▸ **TASK DETAILS**
Every line of the material that follows must be printed again exactly.

[begin RECORDS FOR THE EXERCISE]

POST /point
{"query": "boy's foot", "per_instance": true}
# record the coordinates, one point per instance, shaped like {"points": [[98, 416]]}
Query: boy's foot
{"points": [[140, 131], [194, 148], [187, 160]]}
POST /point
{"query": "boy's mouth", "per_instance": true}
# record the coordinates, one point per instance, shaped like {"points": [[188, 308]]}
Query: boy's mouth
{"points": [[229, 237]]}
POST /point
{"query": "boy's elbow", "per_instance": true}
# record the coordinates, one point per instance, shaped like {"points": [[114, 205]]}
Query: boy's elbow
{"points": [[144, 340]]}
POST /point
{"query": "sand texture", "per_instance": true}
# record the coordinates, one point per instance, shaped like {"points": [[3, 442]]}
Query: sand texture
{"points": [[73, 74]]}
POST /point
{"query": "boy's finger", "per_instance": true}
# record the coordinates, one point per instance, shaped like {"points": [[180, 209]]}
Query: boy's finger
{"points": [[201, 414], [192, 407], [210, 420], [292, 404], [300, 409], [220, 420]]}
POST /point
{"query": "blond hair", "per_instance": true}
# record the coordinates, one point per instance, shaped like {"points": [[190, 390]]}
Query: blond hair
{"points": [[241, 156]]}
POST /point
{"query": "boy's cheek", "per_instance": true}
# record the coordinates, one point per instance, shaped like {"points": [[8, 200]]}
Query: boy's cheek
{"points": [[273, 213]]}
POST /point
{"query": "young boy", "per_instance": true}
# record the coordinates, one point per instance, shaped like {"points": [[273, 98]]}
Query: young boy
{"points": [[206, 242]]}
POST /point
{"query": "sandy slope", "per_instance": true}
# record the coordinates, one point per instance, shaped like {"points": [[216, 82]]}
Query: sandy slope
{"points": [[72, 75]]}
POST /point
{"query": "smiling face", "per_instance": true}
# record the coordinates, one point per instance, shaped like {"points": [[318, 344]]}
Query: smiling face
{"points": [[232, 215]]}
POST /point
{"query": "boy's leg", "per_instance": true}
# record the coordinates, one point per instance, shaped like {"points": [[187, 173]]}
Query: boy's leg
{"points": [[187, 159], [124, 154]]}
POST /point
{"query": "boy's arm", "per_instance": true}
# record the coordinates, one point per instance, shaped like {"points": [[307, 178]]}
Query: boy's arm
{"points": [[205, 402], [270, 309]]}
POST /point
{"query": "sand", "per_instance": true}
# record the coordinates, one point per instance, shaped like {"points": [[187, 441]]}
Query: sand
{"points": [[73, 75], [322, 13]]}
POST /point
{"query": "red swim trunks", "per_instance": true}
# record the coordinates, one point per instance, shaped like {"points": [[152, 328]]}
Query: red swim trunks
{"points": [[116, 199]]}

[end RECORDS FOR THE EXERCISE]

▸ **RESPONSE FOR THIS EXERCISE**
POST /point
{"query": "boy's foot", "per_instance": true}
# record the coordinates, one point per instance, shaped like {"points": [[98, 416]]}
Query: boy's foot
{"points": [[140, 131], [194, 148], [187, 160]]}
POST /point
{"query": "boy's mouth", "per_instance": true}
# record the coordinates, one point per instance, shaped like {"points": [[188, 308]]}
Query: boy's mouth
{"points": [[229, 237]]}
POST /point
{"query": "boy's elbow", "per_instance": true}
# record the coordinates, one point per instance, shaped like {"points": [[114, 205]]}
Query: boy's elbow
{"points": [[144, 340]]}
POST /point
{"query": "sand texture", "per_instance": true}
# record the coordinates, one point per instance, shaped like {"points": [[3, 442]]}
Query: sand texture
{"points": [[73, 74]]}
POST /point
{"query": "boy's finger", "per_instance": true}
# record the coordinates, one point per instance, shaped like {"points": [[180, 209]]}
Query: boy's finger
{"points": [[201, 414], [192, 407], [210, 420], [292, 404], [300, 409], [220, 420]]}
POST /point
{"query": "blond hair", "per_instance": true}
# record the coordinates, one point per instance, shaped like {"points": [[190, 390]]}
Query: blond hair
{"points": [[241, 156]]}
POST /point
{"query": "boy's cheek", "per_instance": true}
# record the coordinates, one point per instance, shaped like {"points": [[8, 200]]}
Query: boy's cheek
{"points": [[273, 213]]}
POST /point
{"query": "young boy", "per_instance": true}
# record the coordinates, one point per instance, shaped like {"points": [[273, 98]]}
Query: young boy
{"points": [[206, 242]]}
POST /point
{"query": "sandy slope", "per_instance": true}
# record the coordinates, one point per instance, shaped like {"points": [[216, 82]]}
Query: sandy slope
{"points": [[72, 75]]}
POST /point
{"query": "smiling face", "per_instance": true}
# record the coordinates, one point per instance, shaped like {"points": [[318, 344]]}
Query: smiling face
{"points": [[232, 215]]}
POST /point
{"query": "boy's leg", "per_instance": true}
# record the coordinates, one point per instance, shaped like {"points": [[187, 173]]}
Query: boy's leg
{"points": [[187, 159], [124, 154]]}
POST /point
{"query": "boy's arm", "per_instance": true}
# record the coordinates, one point per instance, shaped like {"points": [[307, 178]]}
Query: boy's arm
{"points": [[205, 402], [270, 309]]}
POST /point
{"query": "sand", "per_instance": true}
# record the coordinates, one point per instance, shaped like {"points": [[187, 441]]}
Query: sand
{"points": [[73, 75], [322, 13]]}
POST /point
{"query": "red swim trunks", "per_instance": true}
# record the coordinates, one point per instance, shaped like {"points": [[152, 328]]}
Query: red swim trunks
{"points": [[116, 199]]}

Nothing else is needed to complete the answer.